> Data in this exercise
····················
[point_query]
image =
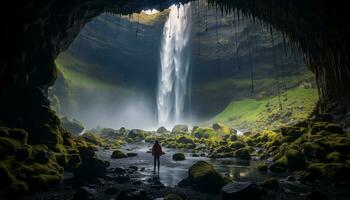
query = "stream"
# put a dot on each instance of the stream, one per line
(172, 172)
····················
> Task goal
Can you extract every line of the records above word for word, leaving the pictures out?

> Answer for the task
[point_query]
image =
query = "stream"
# put a dot on each instance of the stream, one per line
(172, 172)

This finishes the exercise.